Go through the listing and write out each line exactly.
START The data
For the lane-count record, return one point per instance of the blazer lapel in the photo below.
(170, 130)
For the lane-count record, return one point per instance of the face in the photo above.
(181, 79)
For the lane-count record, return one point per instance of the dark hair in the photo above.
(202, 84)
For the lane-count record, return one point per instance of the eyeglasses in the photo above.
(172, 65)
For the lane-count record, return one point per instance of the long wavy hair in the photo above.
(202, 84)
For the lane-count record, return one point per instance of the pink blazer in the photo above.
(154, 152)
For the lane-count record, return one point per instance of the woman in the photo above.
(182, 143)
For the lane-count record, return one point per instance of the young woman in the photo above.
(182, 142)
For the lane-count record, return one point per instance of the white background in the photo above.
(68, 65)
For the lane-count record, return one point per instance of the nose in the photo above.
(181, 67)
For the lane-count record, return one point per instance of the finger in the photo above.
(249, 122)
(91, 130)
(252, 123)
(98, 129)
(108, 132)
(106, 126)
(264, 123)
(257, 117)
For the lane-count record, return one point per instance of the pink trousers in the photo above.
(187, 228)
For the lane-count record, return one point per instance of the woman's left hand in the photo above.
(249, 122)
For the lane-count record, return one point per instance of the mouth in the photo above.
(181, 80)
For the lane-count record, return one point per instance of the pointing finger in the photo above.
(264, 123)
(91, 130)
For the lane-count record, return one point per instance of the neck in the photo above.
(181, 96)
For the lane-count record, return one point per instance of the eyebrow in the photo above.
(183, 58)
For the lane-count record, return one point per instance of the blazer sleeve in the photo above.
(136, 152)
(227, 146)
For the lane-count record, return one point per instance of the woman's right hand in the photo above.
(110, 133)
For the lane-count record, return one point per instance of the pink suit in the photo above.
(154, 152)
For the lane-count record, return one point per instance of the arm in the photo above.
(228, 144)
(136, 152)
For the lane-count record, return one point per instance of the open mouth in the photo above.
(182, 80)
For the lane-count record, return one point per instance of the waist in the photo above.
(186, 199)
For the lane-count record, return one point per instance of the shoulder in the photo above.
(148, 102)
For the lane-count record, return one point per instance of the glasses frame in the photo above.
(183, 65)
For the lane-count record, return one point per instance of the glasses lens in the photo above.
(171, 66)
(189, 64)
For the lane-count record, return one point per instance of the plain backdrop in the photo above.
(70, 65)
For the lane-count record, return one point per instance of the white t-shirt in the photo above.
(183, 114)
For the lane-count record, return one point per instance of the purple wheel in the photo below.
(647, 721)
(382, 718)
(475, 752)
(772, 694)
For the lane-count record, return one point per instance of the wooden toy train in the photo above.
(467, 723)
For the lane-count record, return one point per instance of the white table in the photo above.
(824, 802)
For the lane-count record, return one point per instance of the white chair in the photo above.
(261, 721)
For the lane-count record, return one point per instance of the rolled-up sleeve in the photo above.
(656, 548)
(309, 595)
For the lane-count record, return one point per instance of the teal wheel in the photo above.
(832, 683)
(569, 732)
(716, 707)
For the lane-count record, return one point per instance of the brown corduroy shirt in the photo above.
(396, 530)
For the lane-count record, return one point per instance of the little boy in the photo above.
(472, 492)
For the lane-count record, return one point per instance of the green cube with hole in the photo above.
END The data
*Response area:*
For the lane-count record, return one point per instance of the blazer lapel in the photo below.
(170, 130)
For the lane-count record, return one point per instance of the face in the photo above.
(181, 79)
For the lane-count record, return one point per instance of the dark hair in the photo above.
(202, 84)
For the lane-count record, return one point per instance of the eyeglasses in the photo above.
(172, 65)
For the lane-count record, return one point per instance of the long wavy hair in the photo above.
(202, 84)
For the lane-count record, return one point per instance of the pink blazer in the photo above.
(154, 152)
For the lane-count record, return one point per instance of the woman in the photo above.
(182, 143)
For the lane-count record, return one point per instance of the young woman in the photo above.
(182, 142)
For the lane-count record, return one point per instance of the white background in the photo above.
(68, 65)
For the lane-count record, return one point per instance of the nose in the photo above.
(181, 67)
For the lane-count record, return one point per instance of the finger in the photo above.
(249, 122)
(91, 130)
(252, 123)
(98, 129)
(108, 132)
(106, 126)
(264, 123)
(257, 117)
For the lane-count record, return one point per instance of the pink trousers in the photo above.
(187, 228)
For the lane-count record, return one point per instance of the woman's left hand in the photo above.
(249, 122)
For the lane-count record, return one point per instance of the mouth in the photo above.
(181, 80)
For the lane-count record, return one point per instance of the pointing finger in the photo above.
(264, 123)
(91, 130)
For the lane-count record, return one point per instance of the neck in the photo above.
(181, 96)
For the lane-count record, return one point per instance of the eyebrow in the photo above.
(183, 58)
For the lane-count record, return one point per instance of the blazer sleeve in the photo above.
(136, 152)
(227, 146)
For the lane-count record, return one point per instance of the woman's right hand in the photo above.
(110, 133)
For the lane-count record, return one point per instance of the pink suit in the photo above.
(154, 152)
For the lane-count record, return one point per instance of the arm in the photo above.
(228, 144)
(136, 152)
For the lane-count record, return one point per instance of the open mouth in the photo above.
(182, 80)
For the lane-count record, return one point per instance of the waist in the photo above.
(186, 199)
For the lane-count record, return one point per instance of the shoulder in the photo above.
(148, 102)
For the lane-count record, return one point per instance of the glasses frame in the photo above.
(183, 65)
For the lane-count record, return one point per instance of the glasses lens in the photo above.
(171, 66)
(189, 64)
For the lane-count record, return one point per instance of the plain backdrop in the photo above.
(70, 65)
For the lane-count record, return one point per instance of the white t-shirt in the photo above.
(183, 114)
For the lane-count record, return one point per instance of the purple wheel in the photo below.
(647, 721)
(382, 718)
(475, 752)
(772, 694)
For the lane-count record, return one point per instance of the wooden toy train in the photo above.
(467, 723)
For the lane-count record, return one point per instance of the white table in the photo above.
(824, 802)
For the lane-count record, return one point per instance of the white chair in the photo above.
(261, 721)
For the lane-count record, return one point per instance of the rolled-up sleeve in the photo above.
(656, 548)
(309, 595)
For the lane-count record, return one point per instance of the teal wheel in the photo above.
(832, 683)
(569, 732)
(716, 707)
For the lane-count record, return one point per instance of the brown corduroy shirt in the photo above.
(396, 530)
For the lane-count record, return one point per instance of the little boy in the photo above.
(472, 492)
For the lane-count record, return one point per instance of the green cube with hole in the photo above.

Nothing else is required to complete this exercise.